_READING PASSAGE_
** Start **

In conversation with Jan-Oliver Röhrl, Chief Technical Officer and Director, Bosch Limited
The CTO and Director of Bosch sheds light on emission-free driving
CarIndia(CI): How does Bosch envision the future of automobiles? Jan-Oliver Röhrl (J-OR): The future, according to us, should be emission-free, accident-free and stressfree driving, and everything is catering to this vision: connected, automated, shared and electrified driving. We consider it as a seamless, multi-model transport that in the future an individual will be using beyond his/her personal vehicle.
So, future powertrains will not be only gasoline or only diesel, ICE (internal combustion engine) or hybrid or electric, but as diversified as India is. We will see in India cars being operated manually but there will be small systems integrated into the vehicle that will assist the driver in case of emergency situations, such as the Bosch eCall system. This is an example of connected driving in terms of safety. Other technologies such as the ABS, which is kicking in due to the new legislation in India, and in the future will be replaced by ESP which is the active version of it. This is not just for brake assist but also for adaptive braking, combined with electric steering.
The core purpose of the car is to go from point A to B. For its powertrain you have the same diversified landscape, with ICE being the most dominant in India now and in the future. There will be growth in the use of alternative fuel and powertrain, but the ground reality is that OEMs will have to gear up for BS-VI which will be a huge step forward for the air quality. Bosch will be one of the prime caterers of emission-free driving.
(CI): Tell us about the Bosch-powered electric car that’s on display. (J-OR): This is a demo car which has been engineered by the recently founded Bosch Agile Project House. I’m really proud of the team which did it in a very short time, converting an ICE engine car into a fully electrified one. The beauty of this is that India has an advantage over the rest of the world that it can take components that have been proven elsewhere in the world. Yes, we need to validate that for the Indian market but still it remains a standard component for a particular car. On the one hand, there is no great innovation for a product, but the important thing is to show that it is possible in a very short period of time. This is an “agile” approach which also shows that Bosch is able to support the Indian market to go electrified.
So, this car is the generation one which we call the electrified powertrain which gets SMG [Starter Motor Generator], and the direct-current (DC/DC) converter is already in, has an onboard charger and features a li-ion battery.

** End **

_GIVEN INFORMATION_
** Start **

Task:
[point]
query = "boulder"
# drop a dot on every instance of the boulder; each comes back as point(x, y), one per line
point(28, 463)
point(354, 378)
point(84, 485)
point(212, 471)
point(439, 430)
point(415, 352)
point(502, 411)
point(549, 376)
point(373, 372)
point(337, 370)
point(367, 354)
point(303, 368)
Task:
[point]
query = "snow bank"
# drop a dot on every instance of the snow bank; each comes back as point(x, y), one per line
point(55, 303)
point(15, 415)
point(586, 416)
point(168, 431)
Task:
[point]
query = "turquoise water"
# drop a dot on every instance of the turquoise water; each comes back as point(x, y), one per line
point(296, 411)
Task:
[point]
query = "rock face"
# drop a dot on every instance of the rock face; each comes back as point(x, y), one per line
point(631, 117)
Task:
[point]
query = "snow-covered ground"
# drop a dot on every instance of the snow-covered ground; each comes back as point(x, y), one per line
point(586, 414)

** End **

_JOBS_
1. Select each line of the entries that contains the string "every".
2. Continue the interview with the Bosch executive, starting after its final sentence.

_THE REPLIES_
1.
# drop a dot on every instance of the boulder; each comes back as point(x, y), one per line
# drop a dot on every instance of the snow bank; each comes back as point(x, y), one per line
# drop a dot on every instance of the turquoise water; each comes back as point(x, y), one per line
# drop a dot on every instance of the rock face; each comes back as point(x, y), one per line
# drop a dot on every instance of the snow-covered ground; each comes back as point(x, y), one per line

2.
(CI): Are lithium-ion batteries the future or are better technologies in the offing? (J-OR): That is a good question... one to which
everyone is seeking an answer. At the moment Li-ion battery is the technological standard. There are a few questions we have to ask here: have we reached the bottom of the technology? Maybe not yet. On the technological side (for the Li-ion battery), will the steps be huge? No. We will see huge improvement with regard to energy density, range, and cost. But that doesn’t resolve the issue of raw material because it remains the same. And you can’t ignore chemistry or physics. You can’t cheat the chemical diagram and the elements it consists of.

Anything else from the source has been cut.